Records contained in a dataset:
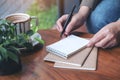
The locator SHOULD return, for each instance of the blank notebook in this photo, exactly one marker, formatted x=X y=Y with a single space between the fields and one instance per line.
x=67 y=46
x=77 y=59
x=89 y=64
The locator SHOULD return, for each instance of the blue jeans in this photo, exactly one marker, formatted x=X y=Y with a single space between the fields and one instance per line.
x=107 y=11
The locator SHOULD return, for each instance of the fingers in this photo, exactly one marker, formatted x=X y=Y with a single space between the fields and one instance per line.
x=103 y=41
x=96 y=38
x=70 y=26
x=110 y=44
x=60 y=21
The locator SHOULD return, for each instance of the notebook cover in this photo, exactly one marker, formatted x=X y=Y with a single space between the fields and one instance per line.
x=76 y=59
x=90 y=63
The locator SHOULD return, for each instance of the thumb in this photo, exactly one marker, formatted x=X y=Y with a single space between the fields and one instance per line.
x=70 y=27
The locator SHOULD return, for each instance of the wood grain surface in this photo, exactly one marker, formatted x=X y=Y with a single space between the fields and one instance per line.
x=34 y=68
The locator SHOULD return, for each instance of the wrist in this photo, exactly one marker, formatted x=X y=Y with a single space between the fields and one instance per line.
x=84 y=12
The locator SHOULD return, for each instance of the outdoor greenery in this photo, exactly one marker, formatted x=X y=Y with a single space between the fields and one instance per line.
x=47 y=18
x=11 y=43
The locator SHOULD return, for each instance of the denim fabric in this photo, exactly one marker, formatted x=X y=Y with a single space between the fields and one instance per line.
x=106 y=12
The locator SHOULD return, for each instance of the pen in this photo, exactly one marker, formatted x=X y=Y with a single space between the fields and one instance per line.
x=68 y=20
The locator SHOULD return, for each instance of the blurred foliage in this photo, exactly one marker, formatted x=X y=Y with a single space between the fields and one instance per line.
x=47 y=18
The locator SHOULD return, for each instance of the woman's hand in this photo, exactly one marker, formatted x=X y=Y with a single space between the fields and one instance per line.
x=107 y=37
x=76 y=21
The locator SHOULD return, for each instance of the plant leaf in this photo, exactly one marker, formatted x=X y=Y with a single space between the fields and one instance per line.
x=40 y=40
x=3 y=52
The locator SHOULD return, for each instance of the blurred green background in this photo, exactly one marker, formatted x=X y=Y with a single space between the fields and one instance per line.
x=46 y=11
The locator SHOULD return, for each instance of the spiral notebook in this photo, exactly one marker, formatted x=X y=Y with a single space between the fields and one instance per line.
x=77 y=60
x=89 y=64
x=67 y=46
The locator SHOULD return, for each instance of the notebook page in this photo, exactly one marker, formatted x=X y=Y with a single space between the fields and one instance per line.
x=68 y=45
x=90 y=63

## [WHAT YOU WILL DO]
Set down all of the entries precisely and keep the pictures out of the copy.

## [ANSWER FOR THIS EXERCISE]
The locator SHOULD return, for each instance of the blank notebook in this photo, exactly one marker, formatted x=X y=Y with a single space between the fields and one instance per line.
x=67 y=46
x=77 y=59
x=89 y=64
The locator SHOULD return, for each instance of the blue jeans in this photo, exactly one marker, formatted x=X y=Y with a single space between the fields and one instance per line.
x=107 y=11
The locator SHOULD return, for each instance of the fingers in this photo, exactly one marker, formatted x=X y=Y with a single space between the fields and one instance per line.
x=103 y=41
x=96 y=38
x=70 y=26
x=110 y=44
x=60 y=21
The locator SHOULD return, for each instance of the notebook cover in this photo, exactly one marker, formatted x=X y=Y with a single space between the fields and one instance per line.
x=76 y=59
x=90 y=63
The locator SHOULD return, for each instance of the thumb in this photo, exactly one marker, formatted x=X y=Y with a single space between the fields and one instance per line.
x=70 y=27
The locator SHOULD return, for each instance of the wood grain surface in this photo, exactly one marker, formatted x=X y=Y with a single space between the fields and one instance per line.
x=34 y=68
The locator SHOULD return, for each instance of the wrist in this photo, exactly one marker, formatted x=X y=Y with a single space between the fields and one instance per line.
x=84 y=12
The locator SHOULD return, for each instance of the outdoor greenery in this photo, exactly one marker, formatted x=X y=Y with a single space between the fields and one instance per line.
x=47 y=18
x=11 y=43
The locator SHOULD return, for each instance of the denim fabric in this photo, exactly one marker, formatted x=X y=Y with a single space between the fields and one instance per line.
x=106 y=12
The locator SHOULD return, for each instance of the pen in this photo, exactly one marker, formatted x=X y=Y with a single space between the fields and one instance per line.
x=68 y=20
The locator SHOULD return, for each instance of the blurred foliage in this photo, exactly one marker, formatted x=X y=Y with a single space between the fields and one instance per line.
x=47 y=18
The locator SHOULD return, for each instance of the woman's hand in this photo, exactly one marker, formatted x=X y=Y with a single space between the fields and one instance per line.
x=107 y=37
x=76 y=21
The locator SHOULD return, for each instance of the plant leaf in this photo, exactly one marker, formatted x=X y=Y with a single space between the fields and one instance per line.
x=40 y=40
x=3 y=52
The locator SHOULD return, for each instance of the blurred green background in this photo, exactly one marker, formatted x=X y=Y with a single space between the fields and one instance per line.
x=46 y=11
The locator SHOULD return, for each instance of the spiral notebook in this photo, exactly one marker, formatted x=X y=Y with a single space between the fields and one instance per line.
x=77 y=60
x=89 y=64
x=67 y=46
The locator SHOULD return, for each instance of the notebook page in this photo, exactly one marker, formatted x=X y=Y with a single space between the fields and one instance per line.
x=68 y=45
x=90 y=63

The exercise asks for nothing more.